= 確認問題 =
**A)** 本文のうち、「まず、事後の事業体との関係を」から始まり「い話を聞くことができました。」で終わる部分をそのまま書き出しなさい。
**B)** 本文の「まず、事後の事業体との関係を」で始まる段落を、主な事実を残して箇条書きにまとめなさい。

= 本文 =

....

実学4:組織批判と事業改善

2016年8月15日

ある法人の職員のヒアリングの一環として、月数回のペースで、各事業体の一般職員と夜の意見交換会=飲み会を約1年間続けたことがあります。法人の資金で飲み遊んでいると言われるのも主義に合わないので、原則、私個人の招宴(ご苦労様会)という形式で行いましたが、医療介護現場の人の行動を直接知る得難い経験となりました。

 

まず、事後の事業体との関係を円滑にするために、数名の「正直者」を固定メンバーとして指名したうえで、あとは彼らを幹事役に、定期的な会合をセットすることにしました。原則として、私は聞き役となり、話が弾まない場合には、幹事役が発言を促すように依頼しました。その心は、事業改善を担える人材の有無を私自身が見極めること、及び、職員と幹事役のパイプを強くして、その後の展開を円滑にすることでした。

 

数か月の準備期間をおいて、定期的な夜の意見交換会は始まりましたが、幹事役の努力もあるとは思うものの、こうした会合に出てくる人は、そもそも何か言いたいことがあるようで、いくつかの例外を除けば、あれこれと面白い話を聞くことができました。
もちろん酒の場の話ですので、幹部の言動を快く思わないとの声も出てきます。こうした場合、そんな話もあるのかと覚えておく程度が基本ですが、同じ事業体の複数グループで同様の話が出るような場合など、深刻と思われる場合には、情報源を秘匿して事実確認を行い、後日、幹部に注意を促したこともあります。問題が深刻になる前の予防措置として、効果的だったと思います。

 

また、「○○をしたいと提案をしたのだが、幹部は理解してくれない。」「元々□□をするという趣旨で始まったが、その通りになっていない。」などといった、自分の仕事のやりがいや、組織のありように関する不満・批判も結構ありましたが、こうした不満・批判にも2種類あるようでした。

....

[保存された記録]

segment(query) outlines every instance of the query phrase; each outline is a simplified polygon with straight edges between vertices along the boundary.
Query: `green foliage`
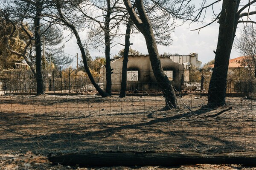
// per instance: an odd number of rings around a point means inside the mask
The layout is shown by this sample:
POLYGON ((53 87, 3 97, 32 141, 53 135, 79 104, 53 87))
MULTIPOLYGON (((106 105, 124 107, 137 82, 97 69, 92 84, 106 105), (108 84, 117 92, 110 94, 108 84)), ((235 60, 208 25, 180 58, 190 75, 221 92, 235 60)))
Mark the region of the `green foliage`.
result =
POLYGON ((201 80, 202 76, 203 76, 205 81, 210 81, 212 72, 209 71, 209 66, 213 64, 214 64, 214 60, 205 64, 201 68, 197 68, 195 66, 191 68, 189 80, 192 82, 200 81, 201 80))
MULTIPOLYGON (((3 16, 0 16, 0 68, 12 68, 15 62, 22 60, 22 57, 11 53, 7 49, 7 41, 12 31, 12 25, 9 23, 3 16)), ((17 51, 22 52, 22 49, 25 45, 26 37, 20 27, 17 26, 17 30, 12 38, 9 40, 11 48, 17 51)))
MULTIPOLYGON (((88 51, 89 54, 89 51, 88 51)), ((89 57, 87 58, 87 62, 89 69, 94 72, 99 73, 99 69, 102 65, 106 64, 106 59, 103 57, 96 57, 93 59, 90 54, 87 56, 89 57)), ((85 71, 84 65, 82 61, 80 61, 79 64, 78 70, 85 71)))
MULTIPOLYGON (((119 58, 122 57, 124 56, 124 51, 125 48, 123 48, 120 50, 119 52, 118 52, 117 55, 115 55, 113 58, 115 59, 118 59, 119 58)), ((129 48, 129 54, 131 54, 132 55, 140 55, 142 54, 137 49, 133 49, 131 47, 130 47, 130 48, 129 48)))

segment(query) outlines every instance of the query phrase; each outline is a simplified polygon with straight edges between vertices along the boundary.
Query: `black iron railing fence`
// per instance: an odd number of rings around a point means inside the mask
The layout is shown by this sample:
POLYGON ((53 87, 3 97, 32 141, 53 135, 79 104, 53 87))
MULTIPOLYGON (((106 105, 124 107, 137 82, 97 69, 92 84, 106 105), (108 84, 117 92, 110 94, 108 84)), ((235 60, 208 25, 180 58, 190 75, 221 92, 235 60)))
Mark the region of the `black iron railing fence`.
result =
MULTIPOLYGON (((200 73, 198 73, 200 74, 200 73)), ((120 74, 112 74, 112 91, 119 92, 121 87, 120 79, 115 78, 116 75, 120 78, 120 74)), ((53 70, 51 74, 44 71, 43 73, 45 92, 58 93, 86 93, 94 91, 95 88, 87 75, 72 70, 64 72, 59 70, 53 70)), ((106 82, 105 74, 94 74, 95 81, 105 90, 106 82)), ((200 77, 200 76, 198 76, 200 77)), ((190 79, 191 79, 190 78, 190 79)), ((178 91, 207 93, 209 79, 201 78, 197 81, 184 81, 182 79, 174 79, 172 82, 178 91)), ((36 82, 35 76, 29 70, 12 70, 6 71, 1 78, 2 91, 10 92, 29 93, 36 91, 36 82)), ((158 84, 154 79, 137 79, 127 80, 127 91, 133 92, 137 90, 145 93, 156 93, 161 91, 158 84)), ((255 92, 256 83, 250 79, 228 79, 227 82, 227 92, 246 93, 255 92)))

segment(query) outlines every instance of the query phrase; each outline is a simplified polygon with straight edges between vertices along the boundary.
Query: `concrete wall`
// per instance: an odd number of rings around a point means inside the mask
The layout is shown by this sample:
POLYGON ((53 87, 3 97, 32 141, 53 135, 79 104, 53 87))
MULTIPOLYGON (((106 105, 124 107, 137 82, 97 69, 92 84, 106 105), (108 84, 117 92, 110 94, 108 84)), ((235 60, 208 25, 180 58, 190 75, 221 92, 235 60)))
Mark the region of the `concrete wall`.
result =
MULTIPOLYGON (((164 71, 172 71, 173 73, 173 83, 175 88, 179 88, 179 82, 181 74, 184 73, 184 65, 174 62, 169 57, 160 57, 162 66, 164 71)), ((111 68, 113 73, 111 75, 112 81, 112 89, 113 91, 119 91, 121 88, 122 61, 123 58, 120 58, 111 62, 111 68)), ((148 55, 130 55, 128 57, 127 70, 138 71, 138 81, 128 81, 127 89, 133 91, 136 89, 139 91, 147 91, 157 89, 156 80, 154 77, 151 64, 148 55)), ((105 69, 101 69, 102 81, 106 81, 105 69)))

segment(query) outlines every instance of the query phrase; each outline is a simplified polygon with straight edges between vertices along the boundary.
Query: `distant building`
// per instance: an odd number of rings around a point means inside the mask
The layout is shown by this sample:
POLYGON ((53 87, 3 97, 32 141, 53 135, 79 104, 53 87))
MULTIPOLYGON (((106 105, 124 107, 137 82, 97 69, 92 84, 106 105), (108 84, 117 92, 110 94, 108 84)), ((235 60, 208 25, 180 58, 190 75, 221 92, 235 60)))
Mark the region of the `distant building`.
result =
POLYGON ((185 68, 188 70, 192 67, 201 67, 202 62, 198 60, 198 54, 191 53, 186 55, 164 55, 179 64, 183 64, 185 68))
MULTIPOLYGON (((250 60, 250 57, 247 56, 241 56, 230 60, 228 65, 228 71, 232 71, 232 70, 234 69, 249 67, 247 65, 250 64, 250 62, 249 62, 250 60)), ((212 71, 213 70, 214 67, 214 64, 209 66, 210 71, 212 71)))
MULTIPOLYGON (((187 56, 161 55, 160 58, 165 74, 177 90, 180 88, 181 75, 184 75, 185 81, 189 81, 189 68, 193 65, 201 66, 202 63, 197 60, 197 54, 195 53, 187 56)), ((120 91, 123 60, 123 58, 121 57, 113 61, 111 64, 113 69, 111 75, 113 91, 120 91)), ((149 55, 129 55, 128 60, 127 90, 156 90, 158 86, 151 67, 149 55)), ((105 73, 105 68, 102 68, 100 74, 103 76, 102 76, 101 81, 103 82, 106 82, 105 73)))

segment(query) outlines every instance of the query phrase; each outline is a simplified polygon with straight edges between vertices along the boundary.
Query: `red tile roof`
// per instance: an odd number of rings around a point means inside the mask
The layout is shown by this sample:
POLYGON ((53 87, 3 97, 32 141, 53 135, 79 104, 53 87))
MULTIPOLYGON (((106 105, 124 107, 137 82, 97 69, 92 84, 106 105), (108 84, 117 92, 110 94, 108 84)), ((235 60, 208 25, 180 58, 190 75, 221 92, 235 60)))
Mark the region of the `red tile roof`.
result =
MULTIPOLYGON (((228 65, 229 68, 238 68, 242 67, 242 62, 244 60, 245 57, 246 57, 246 56, 241 56, 230 60, 228 65)), ((210 68, 213 68, 214 67, 214 64, 209 65, 209 67, 210 68)))

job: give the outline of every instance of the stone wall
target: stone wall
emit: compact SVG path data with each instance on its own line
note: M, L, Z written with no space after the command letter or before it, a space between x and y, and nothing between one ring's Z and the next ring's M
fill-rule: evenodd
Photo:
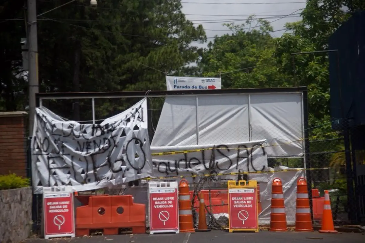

....

= 解答 =
**A)**
まず、事後の事業体との関係を円滑にするために、数名の「正直者」を固定メンバーとして指名したうえで、あとは彼らを幹事役に、定期的な会合をセットすることにしました。原則として、私は聞き役となり、話が弾まない場合には、幹事役が発言を促すように依頼しました。その心は、事業改善を担える人材の有無を私自身が見極めること、及び、職員と幹事役のパイプを強くして、その後の展開を円滑にすることでした。

 

数か月の準備期間をおいて、定期的な夜の意見交換会は始まりましたが、幹事役の努力もあるとは思うものの、こうした会合に出てくる人は、そもそも何か言いたいことがあるようで、いくつかの例外を除けば、あれこれと面白い話を聞くことができました。

**B)**
・事後の事業体との関係を円滑にするため、数名の「正直者」を固定メンバーとして指名し、彼らを幹事役として定期的な会合をセットした。
・筆者は原則として聞き役となった。話が弾まない場合は、幹事役に発言を促すよう依頼した。
・ねらいは二つあった。一つは、事業改善を担える人材の有無を見極めること。もう一つは、職員と幹事役のパイプを強くし、その後の展開を円滑にすること。